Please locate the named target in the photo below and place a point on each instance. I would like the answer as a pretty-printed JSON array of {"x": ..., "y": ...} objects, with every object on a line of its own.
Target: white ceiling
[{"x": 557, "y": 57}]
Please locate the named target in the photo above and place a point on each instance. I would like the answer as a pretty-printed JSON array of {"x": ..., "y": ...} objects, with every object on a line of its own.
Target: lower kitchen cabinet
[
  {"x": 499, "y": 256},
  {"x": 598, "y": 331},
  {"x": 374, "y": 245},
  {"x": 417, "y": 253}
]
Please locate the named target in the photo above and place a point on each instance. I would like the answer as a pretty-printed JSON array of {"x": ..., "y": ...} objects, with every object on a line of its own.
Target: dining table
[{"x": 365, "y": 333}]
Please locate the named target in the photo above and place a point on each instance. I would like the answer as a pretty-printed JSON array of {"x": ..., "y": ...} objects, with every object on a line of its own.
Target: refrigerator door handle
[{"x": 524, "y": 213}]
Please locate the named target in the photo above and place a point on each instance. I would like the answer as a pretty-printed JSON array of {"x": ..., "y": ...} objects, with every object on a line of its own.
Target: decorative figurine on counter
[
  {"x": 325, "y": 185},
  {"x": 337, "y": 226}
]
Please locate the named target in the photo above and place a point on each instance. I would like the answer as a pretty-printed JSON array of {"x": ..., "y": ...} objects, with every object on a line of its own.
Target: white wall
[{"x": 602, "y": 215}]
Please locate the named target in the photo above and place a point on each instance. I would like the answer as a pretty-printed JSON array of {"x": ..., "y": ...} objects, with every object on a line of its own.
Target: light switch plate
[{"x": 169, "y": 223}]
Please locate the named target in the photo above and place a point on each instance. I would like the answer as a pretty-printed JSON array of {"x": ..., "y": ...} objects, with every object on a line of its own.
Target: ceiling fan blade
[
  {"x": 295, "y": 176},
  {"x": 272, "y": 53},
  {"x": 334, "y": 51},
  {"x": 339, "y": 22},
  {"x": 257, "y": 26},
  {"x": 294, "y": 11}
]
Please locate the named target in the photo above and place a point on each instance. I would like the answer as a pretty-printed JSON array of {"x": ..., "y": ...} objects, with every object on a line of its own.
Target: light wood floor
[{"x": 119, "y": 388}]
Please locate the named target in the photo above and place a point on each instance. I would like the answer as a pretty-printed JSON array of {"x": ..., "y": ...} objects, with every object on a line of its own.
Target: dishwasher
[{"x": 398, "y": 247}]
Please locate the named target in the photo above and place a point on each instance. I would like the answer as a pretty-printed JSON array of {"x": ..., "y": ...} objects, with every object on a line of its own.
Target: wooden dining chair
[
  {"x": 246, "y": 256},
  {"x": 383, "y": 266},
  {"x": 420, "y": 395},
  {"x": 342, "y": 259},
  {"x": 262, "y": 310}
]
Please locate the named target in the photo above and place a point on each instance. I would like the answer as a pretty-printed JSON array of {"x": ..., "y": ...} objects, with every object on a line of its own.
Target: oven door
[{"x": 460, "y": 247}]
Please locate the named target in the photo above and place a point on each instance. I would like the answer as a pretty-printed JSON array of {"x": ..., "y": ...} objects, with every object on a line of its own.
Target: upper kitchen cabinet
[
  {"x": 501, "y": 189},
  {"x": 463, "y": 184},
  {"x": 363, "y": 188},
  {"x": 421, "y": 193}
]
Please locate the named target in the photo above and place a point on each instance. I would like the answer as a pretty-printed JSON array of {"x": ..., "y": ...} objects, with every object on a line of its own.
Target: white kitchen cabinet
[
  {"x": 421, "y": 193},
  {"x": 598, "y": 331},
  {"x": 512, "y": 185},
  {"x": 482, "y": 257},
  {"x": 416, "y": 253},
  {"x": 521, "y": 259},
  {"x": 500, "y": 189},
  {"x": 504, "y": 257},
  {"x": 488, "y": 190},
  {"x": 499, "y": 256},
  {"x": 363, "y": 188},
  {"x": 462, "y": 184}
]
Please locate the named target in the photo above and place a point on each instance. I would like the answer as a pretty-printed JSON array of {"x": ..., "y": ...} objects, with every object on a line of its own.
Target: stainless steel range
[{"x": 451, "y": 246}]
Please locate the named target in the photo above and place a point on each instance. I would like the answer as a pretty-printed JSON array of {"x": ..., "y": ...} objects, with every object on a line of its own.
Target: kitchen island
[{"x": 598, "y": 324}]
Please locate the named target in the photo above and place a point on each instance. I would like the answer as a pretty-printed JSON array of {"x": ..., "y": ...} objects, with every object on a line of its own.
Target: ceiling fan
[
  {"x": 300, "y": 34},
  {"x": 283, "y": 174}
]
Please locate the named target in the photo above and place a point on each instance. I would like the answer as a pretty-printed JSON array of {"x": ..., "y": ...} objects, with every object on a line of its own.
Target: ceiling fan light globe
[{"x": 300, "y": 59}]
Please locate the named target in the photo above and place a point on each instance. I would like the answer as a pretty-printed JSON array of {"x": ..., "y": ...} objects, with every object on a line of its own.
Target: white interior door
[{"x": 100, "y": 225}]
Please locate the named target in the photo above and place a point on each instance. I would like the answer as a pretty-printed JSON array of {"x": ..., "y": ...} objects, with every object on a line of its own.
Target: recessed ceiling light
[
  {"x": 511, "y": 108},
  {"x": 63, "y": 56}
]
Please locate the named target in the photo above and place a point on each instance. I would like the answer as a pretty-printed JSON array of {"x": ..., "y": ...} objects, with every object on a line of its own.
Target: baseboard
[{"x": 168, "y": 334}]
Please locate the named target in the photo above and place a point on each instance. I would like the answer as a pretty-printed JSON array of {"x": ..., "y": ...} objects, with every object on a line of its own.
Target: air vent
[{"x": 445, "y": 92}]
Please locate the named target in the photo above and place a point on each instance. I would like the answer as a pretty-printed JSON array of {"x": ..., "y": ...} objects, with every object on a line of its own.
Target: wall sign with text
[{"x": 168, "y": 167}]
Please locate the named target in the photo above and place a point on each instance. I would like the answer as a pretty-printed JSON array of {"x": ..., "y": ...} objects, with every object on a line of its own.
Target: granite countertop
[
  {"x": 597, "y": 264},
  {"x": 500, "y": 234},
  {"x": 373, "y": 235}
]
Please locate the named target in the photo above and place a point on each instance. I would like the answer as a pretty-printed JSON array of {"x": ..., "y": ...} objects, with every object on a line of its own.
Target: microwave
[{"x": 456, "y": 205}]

Task statement
Pull out every line of the entries above that contains the word "wall".

Answer to this task
Target: white wall
Target: wall sign with text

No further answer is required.